■ **SELECTED PASSAGE**:
○ ○ ○ ○ ○ ○ ○

I'm told you only pay taxes to the state you earned the income in. Does LA have a right to claim money from me? Other than my W-2's I can't prove that I was in Florida, or is that all I need? And of course by this time there's penalties and interest that put it up to about $900!

What should I do?

A. First – I am not familiar with Louisiana tax law or Louisiana state tax returns. I seem to recall doing a Louisiana state return for a member of the cast of the off-Broadway show ONE MO’ TIME, a Louisiana state resident performing in NYC – but that was about 25 years ago! However, the general concept of residency for taxation purposes is similar in most states.

It is not true that you only pay taxes to the state in which you earned the income. You first pay taxes to the state in which you work and earned the money. If you are not a resident of that state, you also pay taxes to your state of residency. You get a credit on your resident state tax return for taxes paid on the same income to the non-resident state. For example, a NJ resident who works in NY first pays NY state income tax on the earnings. The earnings are also reported on the NJ resident income tax return, and a credit it taken on the NJ-1040 for the tax paid to NY using a specific formula. A nonresident is only taxed on income earned in the nonresident state, while a resident is taxed on all income earned from all sources.

One problem you face is that you did not pay state income taxes to Florida, and so cannot claim a credit on a Louisiana resident return.

In New Jersey you are considered a full-year resident if –

· New Jersey was your “domicile” (permanent legal residence) for the entire year, or

· New Jersey was not your domicile, but you maintained a permanent home in New Jersey for the entire year and you spent more than 183 days (i.e. more than half of the 365 days of the year) in New Jersey.

A permanent residence, or domicile, is considered to be the place to which you intend to return after a period of absence (a vacation, a temporary business assignment, education, etc).

The first question I would ask is what was the reality of the situation regarding your residence and work in Florida? Did you move from Louisiana to Florida with the intent of moving your domicile and living and working in Florida? Or did you accept a temporary job in Florida, all the while expecting to return to Louisiana when the temporary job was over? Was the reason you were in Florida the fact that you were in college there, and worked part-time locally while a full-time student? Or did you graduate from college in Florida and decide to stay there?

Second, from which address did you file your 2004 federal income tax return?

Louisiana certainly has the right to ask you for taxes if they consider you to were a Louisiana resident. It is up to you to prove that you were a legitimate Florida resident for 2004.

One way to determine your true domicile is where you receive your mail, where you maintain a driver’s license, where you are registered to vote, etc.

If you worked in Florida in 2004 and moved back to Louisiana in 2005 (and were not a full-time college student in Florida in 2004) it does not mean that you were not a legitimate Florida resident for 2004. It is possible that you intended to move your domicile to Florida, but after a period of time you determined you could not find a proper job, or you were offered a better job back in Louisiana, or a family situation required your return, or you simply did not like living in Florida.

The bottom line is you have to prove to Louisiana that your permanent legal residence, or domicile, for 2004, or at least for the period of your employment, was in Florida. Your W-2 is a start. Did you also rent an apartment in Florida? Did you maintain a Florida telephone number? Did you register to vote in Florida? Did you file a change of address with the Post Office?

You should review the situation with your, or your family’s, tax professional. If it is determined that you are indeed subject to Louisiana state income tax for 2004 do not just automatically accept the state’s assessment. Have the tax pro prepare an actual LA state return for 2004 to make sure the tax is calculated properly.

Does anyone out there have anything else to add?

○ ○ ○ ○ ○ ○ ○

■ **SUPPLIED DATA**:

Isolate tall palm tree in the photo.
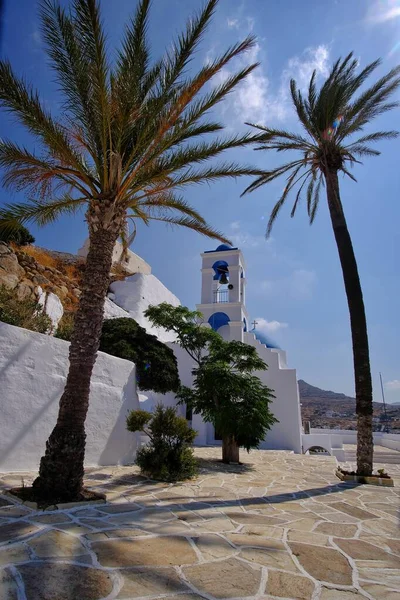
[244,53,400,475]
[0,0,268,501]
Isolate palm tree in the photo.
[244,53,400,475]
[0,0,262,501]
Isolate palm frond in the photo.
[40,0,101,167]
[131,216,232,244]
[0,61,86,173]
[0,140,95,198]
[308,173,324,225]
[266,164,307,238]
[241,160,304,196]
[0,194,87,228]
[162,0,218,92]
[139,192,206,224]
[346,131,400,148]
[243,53,400,235]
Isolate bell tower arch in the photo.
[196,244,249,341]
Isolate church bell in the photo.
[219,271,228,285]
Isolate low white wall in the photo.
[0,323,139,472]
[78,239,151,275]
[243,332,301,454]
[379,433,400,452]
[312,427,400,452]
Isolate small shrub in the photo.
[0,286,52,333]
[54,312,75,342]
[0,224,35,246]
[127,405,197,481]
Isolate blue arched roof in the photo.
[216,244,233,252]
[212,260,229,280]
[208,313,230,331]
[250,328,279,349]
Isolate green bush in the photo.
[0,224,35,246]
[100,318,180,394]
[0,285,52,333]
[54,312,75,342]
[127,405,197,481]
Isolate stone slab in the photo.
[265,571,315,600]
[289,542,352,585]
[18,563,113,600]
[183,558,261,598]
[117,569,189,600]
[92,536,198,567]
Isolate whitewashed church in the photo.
[105,244,301,453]
[0,239,304,472]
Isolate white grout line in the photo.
[8,565,27,600]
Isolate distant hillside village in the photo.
[298,379,400,433]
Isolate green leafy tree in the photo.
[145,303,277,463]
[0,285,52,333]
[245,53,400,475]
[0,221,35,246]
[0,0,261,502]
[100,317,180,394]
[127,404,197,481]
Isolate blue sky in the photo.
[0,0,400,402]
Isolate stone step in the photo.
[345,451,400,465]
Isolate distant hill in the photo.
[298,379,400,433]
[298,379,355,401]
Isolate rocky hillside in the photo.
[0,242,84,311]
[298,379,400,433]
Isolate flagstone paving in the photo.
[0,448,400,600]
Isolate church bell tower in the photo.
[196,244,248,342]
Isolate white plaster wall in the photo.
[0,323,139,472]
[244,332,301,453]
[310,427,400,452]
[110,273,181,342]
[149,328,301,453]
[104,298,132,319]
[78,239,151,275]
[38,287,64,333]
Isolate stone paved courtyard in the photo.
[0,448,400,600]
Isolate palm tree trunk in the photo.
[325,170,374,475]
[33,204,121,503]
[222,435,239,464]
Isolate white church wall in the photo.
[0,323,139,472]
[110,273,181,342]
[243,332,301,453]
[78,239,151,275]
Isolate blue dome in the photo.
[250,329,279,350]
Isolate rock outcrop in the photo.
[0,242,83,310]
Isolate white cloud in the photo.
[226,18,240,29]
[281,45,329,90]
[366,0,400,24]
[211,43,329,124]
[385,379,400,391]
[229,221,270,248]
[255,317,289,334]
[260,269,317,300]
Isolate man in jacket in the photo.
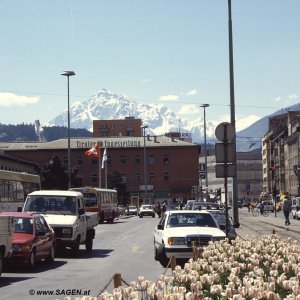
[282,196,292,225]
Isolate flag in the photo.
[84,144,100,157]
[102,148,107,169]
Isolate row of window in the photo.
[63,154,169,166]
[88,172,170,184]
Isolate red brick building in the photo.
[0,136,199,203]
[93,117,142,137]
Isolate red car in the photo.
[0,212,55,270]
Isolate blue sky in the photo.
[0,0,300,128]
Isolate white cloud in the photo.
[288,93,298,100]
[159,95,179,101]
[0,93,40,107]
[177,104,200,115]
[235,115,261,131]
[186,90,198,96]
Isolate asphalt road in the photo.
[0,208,300,300]
[0,216,165,300]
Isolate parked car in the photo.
[208,210,237,240]
[154,210,226,267]
[125,205,138,216]
[192,201,220,210]
[291,197,300,219]
[0,212,55,270]
[138,204,155,218]
[261,201,275,212]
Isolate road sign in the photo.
[215,143,236,163]
[216,164,236,178]
[215,122,235,142]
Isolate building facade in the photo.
[93,117,142,137]
[0,136,199,203]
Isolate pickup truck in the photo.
[0,216,14,276]
[23,190,99,256]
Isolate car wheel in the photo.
[0,252,3,276]
[157,246,169,268]
[28,250,36,271]
[85,237,93,252]
[46,245,55,263]
[72,237,80,257]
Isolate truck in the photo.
[0,216,14,276]
[22,190,99,256]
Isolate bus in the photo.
[0,170,41,212]
[70,187,119,223]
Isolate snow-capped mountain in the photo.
[50,89,216,142]
[49,89,300,151]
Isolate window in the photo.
[134,155,141,164]
[121,173,126,183]
[149,172,154,182]
[148,155,155,165]
[120,155,126,165]
[163,172,170,181]
[163,154,169,165]
[77,155,83,166]
[133,172,141,182]
[92,174,98,183]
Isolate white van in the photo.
[291,197,300,220]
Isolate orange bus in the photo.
[70,187,119,223]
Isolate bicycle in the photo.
[252,207,269,217]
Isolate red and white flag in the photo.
[84,144,100,157]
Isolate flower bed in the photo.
[100,234,300,300]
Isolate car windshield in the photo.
[14,217,33,234]
[142,205,152,209]
[167,213,218,228]
[24,196,76,215]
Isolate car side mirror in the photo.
[37,231,46,236]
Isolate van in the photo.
[291,197,300,219]
[261,201,275,212]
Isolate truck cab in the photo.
[23,190,98,256]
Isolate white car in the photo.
[154,210,226,267]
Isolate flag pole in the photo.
[98,142,101,189]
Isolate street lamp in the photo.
[141,125,148,204]
[200,104,209,201]
[61,71,75,189]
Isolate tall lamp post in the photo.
[61,71,75,189]
[200,104,209,200]
[141,125,148,204]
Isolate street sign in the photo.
[216,164,236,178]
[215,122,235,143]
[215,143,236,163]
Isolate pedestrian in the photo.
[155,201,161,218]
[282,196,292,225]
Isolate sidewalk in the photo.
[236,209,300,239]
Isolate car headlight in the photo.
[61,228,72,238]
[212,236,225,242]
[168,237,186,246]
[12,244,30,252]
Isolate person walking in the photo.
[282,196,292,226]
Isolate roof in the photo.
[0,136,198,151]
[28,190,82,197]
[0,211,36,218]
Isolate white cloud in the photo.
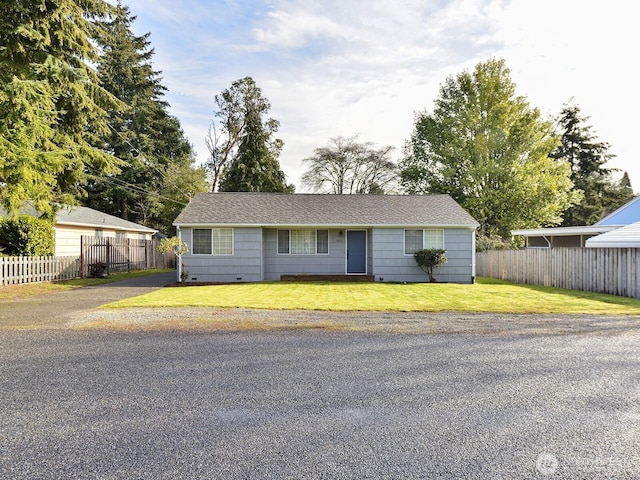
[132,0,640,189]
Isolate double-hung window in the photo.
[278,229,329,255]
[404,228,444,255]
[191,228,233,255]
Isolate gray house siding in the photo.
[180,227,263,283]
[263,228,345,280]
[371,228,475,283]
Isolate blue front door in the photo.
[347,230,367,274]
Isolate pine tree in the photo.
[86,3,206,230]
[551,102,633,226]
[400,59,577,241]
[219,78,294,193]
[0,0,123,215]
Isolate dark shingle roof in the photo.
[174,193,478,227]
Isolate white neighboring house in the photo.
[0,205,157,257]
[511,196,640,248]
[54,207,157,256]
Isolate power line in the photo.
[107,122,191,205]
[85,173,187,206]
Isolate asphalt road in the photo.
[0,330,640,479]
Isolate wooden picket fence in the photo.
[0,257,80,285]
[0,237,175,285]
[476,248,640,299]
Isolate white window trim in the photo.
[402,228,445,257]
[276,228,331,257]
[191,227,236,257]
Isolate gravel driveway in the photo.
[0,272,176,329]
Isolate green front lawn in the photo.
[106,278,640,315]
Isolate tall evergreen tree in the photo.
[551,102,633,226]
[401,60,576,239]
[219,77,294,192]
[86,3,206,230]
[0,0,123,215]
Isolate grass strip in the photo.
[105,278,640,315]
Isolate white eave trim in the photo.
[173,223,479,230]
[511,225,623,237]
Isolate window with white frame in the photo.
[191,228,233,255]
[278,229,329,255]
[212,228,233,255]
[404,228,444,255]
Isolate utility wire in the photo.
[107,122,191,205]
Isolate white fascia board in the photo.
[511,225,622,237]
[173,223,478,230]
[584,240,640,248]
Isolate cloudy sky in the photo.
[123,0,640,192]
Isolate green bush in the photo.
[476,233,523,252]
[0,215,55,256]
[413,248,447,282]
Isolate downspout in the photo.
[176,225,182,283]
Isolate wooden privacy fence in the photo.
[80,236,175,277]
[0,257,80,285]
[0,237,175,285]
[476,248,640,298]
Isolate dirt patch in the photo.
[66,308,640,335]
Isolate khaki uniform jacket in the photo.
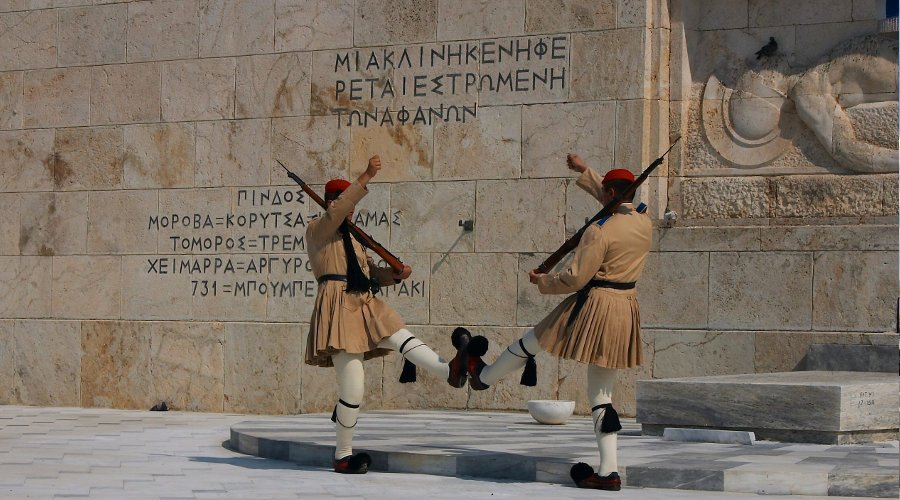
[306,182,406,366]
[535,169,653,368]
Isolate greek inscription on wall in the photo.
[331,35,569,127]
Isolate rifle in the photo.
[275,160,403,273]
[534,136,681,274]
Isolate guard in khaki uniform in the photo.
[306,156,487,474]
[467,155,653,490]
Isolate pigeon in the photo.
[756,36,778,59]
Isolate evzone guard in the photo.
[302,156,487,474]
[458,154,662,491]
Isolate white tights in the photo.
[480,328,619,476]
[331,328,450,460]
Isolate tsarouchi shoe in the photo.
[334,453,372,474]
[569,462,622,491]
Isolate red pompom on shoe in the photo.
[334,453,372,474]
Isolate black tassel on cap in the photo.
[519,339,537,387]
[400,359,416,384]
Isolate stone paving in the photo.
[0,406,898,500]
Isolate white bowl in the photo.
[528,399,575,425]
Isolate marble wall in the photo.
[0,0,898,415]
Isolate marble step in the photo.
[636,371,900,444]
[806,344,898,373]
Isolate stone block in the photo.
[637,371,898,444]
[813,251,898,331]
[525,0,616,33]
[52,256,122,319]
[681,177,780,219]
[125,123,196,189]
[434,106,522,180]
[637,252,709,328]
[467,327,564,411]
[51,127,125,190]
[87,190,159,254]
[806,344,898,373]
[522,102,616,178]
[0,10,58,71]
[0,193,22,255]
[760,225,897,251]
[560,178,608,236]
[0,257,53,318]
[200,120,281,187]
[614,99,660,172]
[373,253,431,325]
[271,116,350,184]
[266,255,318,323]
[225,323,305,414]
[122,255,191,321]
[350,125,434,182]
[0,320,11,405]
[653,226,764,252]
[309,49,394,114]
[750,0,853,27]
[127,0,200,61]
[774,175,883,217]
[685,0,748,30]
[570,28,650,101]
[0,130,54,192]
[91,63,162,124]
[81,321,158,410]
[19,192,88,256]
[58,4,128,66]
[616,0,655,28]
[353,0,439,47]
[709,252,813,330]
[475,179,565,252]
[162,58,235,121]
[794,19,878,66]
[275,0,353,52]
[235,52,312,118]
[756,331,898,373]
[22,68,91,128]
[200,0,275,57]
[0,71,25,129]
[516,253,566,327]
[653,330,756,378]
[663,427,756,446]
[380,325,468,410]
[13,320,81,406]
[390,182,475,252]
[431,253,519,325]
[437,0,525,40]
[558,330,654,417]
[882,177,900,215]
[150,321,225,412]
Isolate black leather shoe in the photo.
[334,453,372,474]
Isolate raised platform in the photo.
[230,411,900,498]
[636,371,900,444]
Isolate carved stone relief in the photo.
[700,35,898,173]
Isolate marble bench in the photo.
[636,371,900,444]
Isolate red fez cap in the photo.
[325,179,350,194]
[602,168,634,184]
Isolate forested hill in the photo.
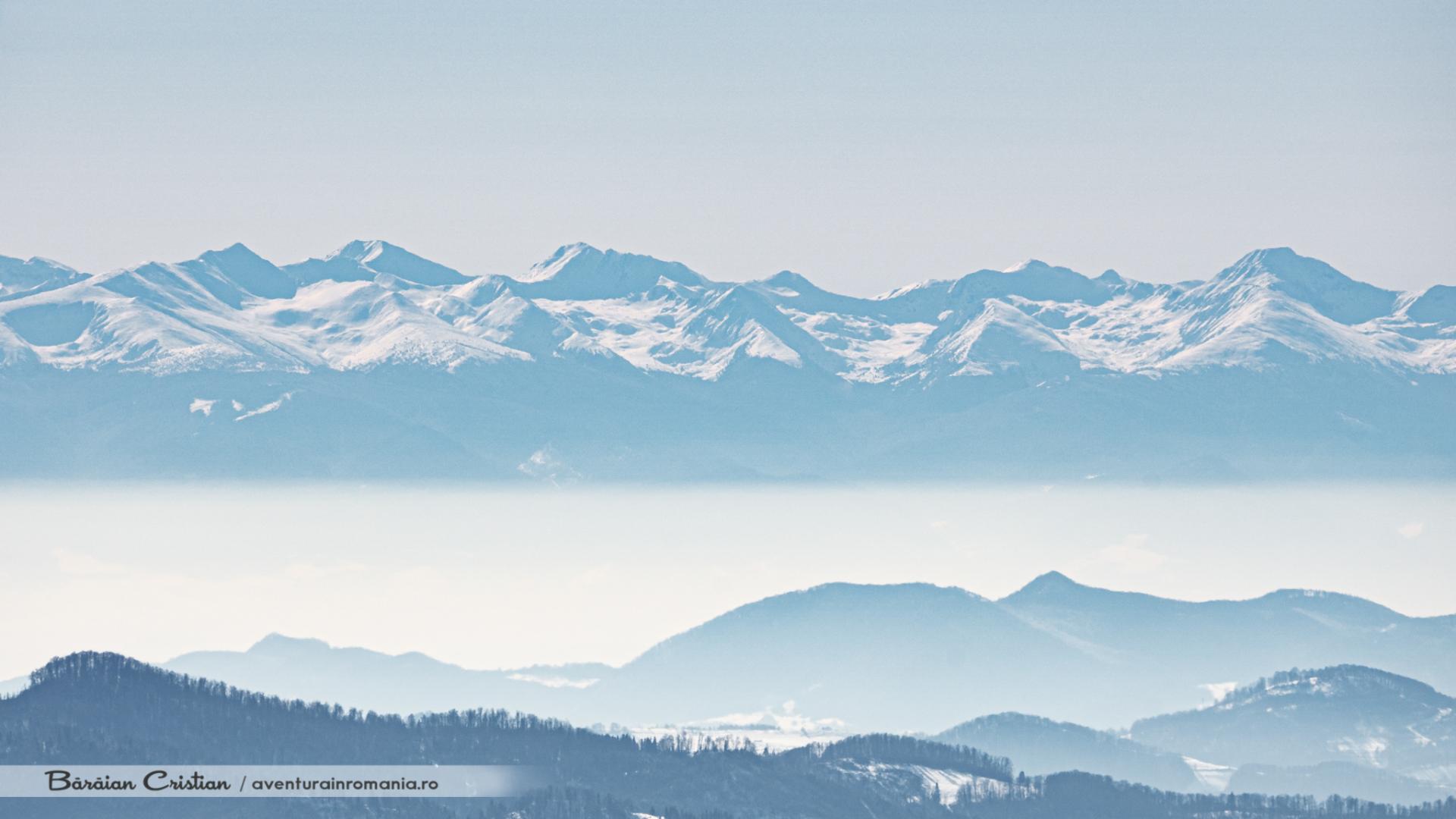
[8,653,1456,819]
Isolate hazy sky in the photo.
[0,484,1456,679]
[0,0,1456,293]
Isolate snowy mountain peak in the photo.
[284,239,470,287]
[0,239,1456,378]
[1002,259,1051,272]
[1211,248,1399,325]
[517,242,708,299]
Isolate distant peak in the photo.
[325,239,394,262]
[1002,259,1051,272]
[247,631,329,654]
[1012,571,1086,598]
[199,242,271,264]
[763,270,818,291]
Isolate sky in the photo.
[0,484,1456,680]
[0,0,1456,294]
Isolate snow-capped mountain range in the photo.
[0,240,1456,375]
[0,242,1456,484]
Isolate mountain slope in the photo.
[930,713,1205,792]
[0,653,1456,819]
[0,240,1456,481]
[147,573,1456,728]
[1131,664,1456,769]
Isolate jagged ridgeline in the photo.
[0,653,1456,819]
[0,242,1456,482]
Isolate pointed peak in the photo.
[1002,259,1053,272]
[1010,571,1089,598]
[1210,248,1399,325]
[198,242,272,267]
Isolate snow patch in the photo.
[233,392,293,421]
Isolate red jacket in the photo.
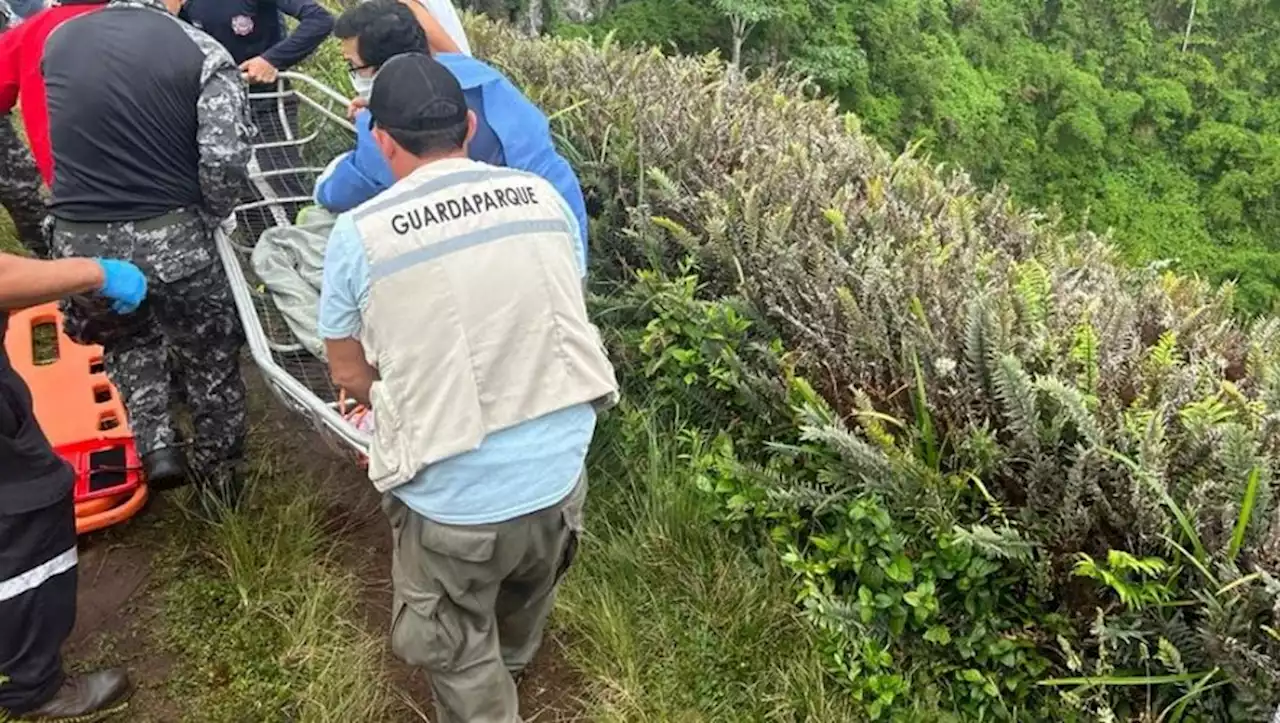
[0,0,106,187]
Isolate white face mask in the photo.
[351,73,374,100]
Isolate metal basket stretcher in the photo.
[215,72,369,461]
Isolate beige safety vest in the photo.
[352,159,618,491]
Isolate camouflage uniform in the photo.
[51,0,252,484]
[0,0,49,257]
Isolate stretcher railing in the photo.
[215,73,369,461]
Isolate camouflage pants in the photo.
[0,118,49,258]
[51,214,248,480]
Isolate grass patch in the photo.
[557,408,858,723]
[150,417,392,723]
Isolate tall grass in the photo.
[557,407,856,723]
[154,412,392,723]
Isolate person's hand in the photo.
[95,258,147,314]
[347,96,369,120]
[241,55,279,83]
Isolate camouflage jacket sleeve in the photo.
[196,36,255,219]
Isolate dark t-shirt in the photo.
[44,6,205,221]
[0,312,76,516]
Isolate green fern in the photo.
[1036,376,1103,447]
[1071,320,1100,397]
[964,298,1000,395]
[1147,329,1178,375]
[1014,258,1053,329]
[993,354,1039,449]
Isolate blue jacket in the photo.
[315,52,588,253]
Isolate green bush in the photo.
[471,15,1280,720]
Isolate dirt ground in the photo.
[58,370,581,723]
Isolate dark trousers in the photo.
[0,495,77,715]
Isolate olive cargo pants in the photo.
[383,473,586,723]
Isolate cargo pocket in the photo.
[403,521,500,673]
[392,586,465,672]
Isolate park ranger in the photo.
[319,52,617,723]
[0,253,147,720]
[44,0,252,500]
[0,0,49,256]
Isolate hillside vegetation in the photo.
[470,15,1280,720]
[559,0,1280,311]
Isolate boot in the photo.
[142,447,191,491]
[20,668,133,723]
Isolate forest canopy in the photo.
[556,0,1280,312]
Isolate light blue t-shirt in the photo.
[319,176,595,525]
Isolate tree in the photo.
[712,0,782,70]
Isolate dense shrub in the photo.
[471,19,1280,720]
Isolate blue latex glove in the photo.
[95,258,147,314]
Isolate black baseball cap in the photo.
[369,52,467,132]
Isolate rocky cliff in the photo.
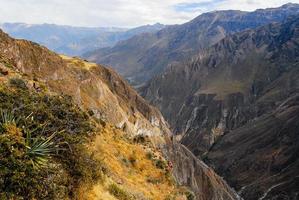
[85,4,299,86]
[143,14,299,199]
[0,28,237,200]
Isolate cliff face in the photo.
[0,28,237,200]
[143,17,299,199]
[207,93,299,200]
[0,29,167,139]
[84,4,299,85]
[164,141,241,200]
[143,15,298,155]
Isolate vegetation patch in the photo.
[108,183,133,200]
[0,82,101,199]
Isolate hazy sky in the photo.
[0,0,299,27]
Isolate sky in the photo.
[0,0,299,27]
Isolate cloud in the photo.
[0,0,299,27]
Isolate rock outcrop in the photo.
[143,16,299,199]
[84,4,299,86]
[0,27,241,200]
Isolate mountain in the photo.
[84,4,299,85]
[142,16,299,200]
[0,28,239,200]
[1,23,164,56]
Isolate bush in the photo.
[9,78,27,89]
[185,191,195,200]
[108,183,133,200]
[155,159,167,169]
[0,84,101,199]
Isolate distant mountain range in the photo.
[0,23,165,56]
[142,10,299,200]
[84,4,299,85]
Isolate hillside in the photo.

○ ○ ○ ○ ○ ○ ○

■ **WORK REQUIRED**:
Copy the passage on state tax residency word for word, from "It is not true" to "from all sources.". The listing comes from a separate source.

■ **EXERCISE RESULT**:
It is not true that you only pay taxes to the state in which you earned the income. You first pay taxes to the state in which you work and earned the money. If you are not a resident of that state, you also pay taxes to your state of residency. You get a credit on your resident state tax return for taxes paid on the same income to the non-resident state. For example, a NJ resident who works in NY first pays NY state income tax on the earnings. The earnings are also reported on the NJ resident income tax return, and a credit it taken on the NJ-1040 for the tax paid to NY using a specific formula. A nonresident is only taxed on income earned in the nonresident state, while a resident is taxed on all income earned from all sources.